───── Document section ─────

And it feels like fire in your skin
and it won't let you sleep
or eat
or breathe
And your body shakes at night
and you lose all of your words
and thoughts
and the ability to walk about in the world.

But I must say,
there is something about fire.
Something about the heat,
the intensity,
the relentlessness of it
that feels very, very necessary.
I'm reminded of how
babies are birthed,
and how pearls come to exist,
each in distress,
but all the while being navigated
by the complete naturalness of it all.

He knows.
He knows.
He knows it all very, very well.

And once the fire has given its all ,
and something physical
has been changed or destroyed,
then we come out to view the ashes.
We come out of hiding,
Shedding those rigid layers we
had believed we needed to endure.

And we see, yes there were things here before
that are not here now.
Yes, something very terrible has happened.
But, here I stand.
Here I stand.
I did not die from the pain.
And what did die away has been taken care of
by one strong and gentle Savior
who covered the work of even the worst of fires
on a cross
on a hill
so that our unconquerable parts
might know peace forever and ever
and ever.

───── Supplied material ─────

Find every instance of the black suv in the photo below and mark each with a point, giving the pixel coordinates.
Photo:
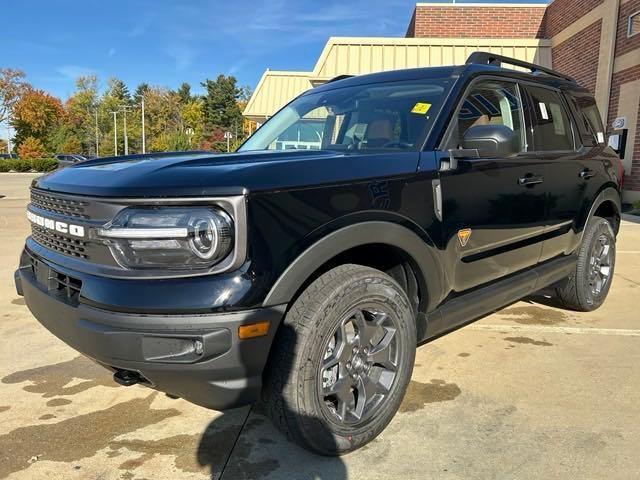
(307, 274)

─────
───── Supplied material ─────

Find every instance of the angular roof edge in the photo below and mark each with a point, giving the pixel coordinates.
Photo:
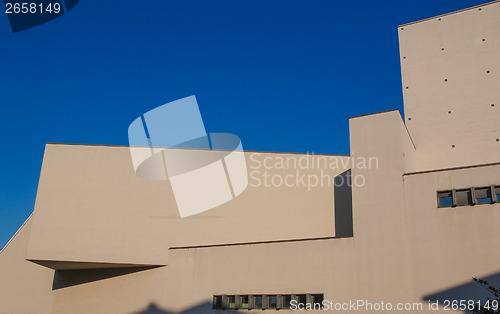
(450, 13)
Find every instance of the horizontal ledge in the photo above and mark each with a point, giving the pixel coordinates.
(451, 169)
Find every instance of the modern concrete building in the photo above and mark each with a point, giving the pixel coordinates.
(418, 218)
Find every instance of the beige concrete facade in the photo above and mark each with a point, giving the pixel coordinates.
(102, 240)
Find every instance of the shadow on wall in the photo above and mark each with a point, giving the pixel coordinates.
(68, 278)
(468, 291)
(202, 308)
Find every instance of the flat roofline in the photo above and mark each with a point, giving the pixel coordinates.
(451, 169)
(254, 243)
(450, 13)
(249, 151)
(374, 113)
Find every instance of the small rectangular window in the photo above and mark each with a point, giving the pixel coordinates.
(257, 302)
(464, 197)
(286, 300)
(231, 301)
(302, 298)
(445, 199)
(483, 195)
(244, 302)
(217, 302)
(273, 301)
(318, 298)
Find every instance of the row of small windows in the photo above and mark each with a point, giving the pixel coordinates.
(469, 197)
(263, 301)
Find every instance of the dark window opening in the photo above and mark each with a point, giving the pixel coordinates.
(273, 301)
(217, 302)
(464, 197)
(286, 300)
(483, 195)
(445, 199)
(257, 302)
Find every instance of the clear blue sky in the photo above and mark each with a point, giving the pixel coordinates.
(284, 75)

─────
───── Supplied material ─────

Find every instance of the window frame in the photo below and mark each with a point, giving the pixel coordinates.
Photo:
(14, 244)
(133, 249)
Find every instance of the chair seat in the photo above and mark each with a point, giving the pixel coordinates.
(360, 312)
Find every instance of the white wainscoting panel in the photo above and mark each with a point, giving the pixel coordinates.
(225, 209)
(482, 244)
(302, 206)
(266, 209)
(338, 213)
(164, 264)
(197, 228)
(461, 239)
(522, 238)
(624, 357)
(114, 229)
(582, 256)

─────

= Tasks to perform =
• A. Transcribe the stretch of the fire poem above from "We come out of" through "terrible has happened.".
• B. According to the fire poem above, what does the fire keep you from doing? List each thing.

= Completed exercise =
• A.
We come out of hiding,
Shedding those rigid layers we
had believed we needed to endure.

And we see, yes there were things here before
that are not here now.
Yes, something very terrible has happened.

• B.
sleep
eat
breathe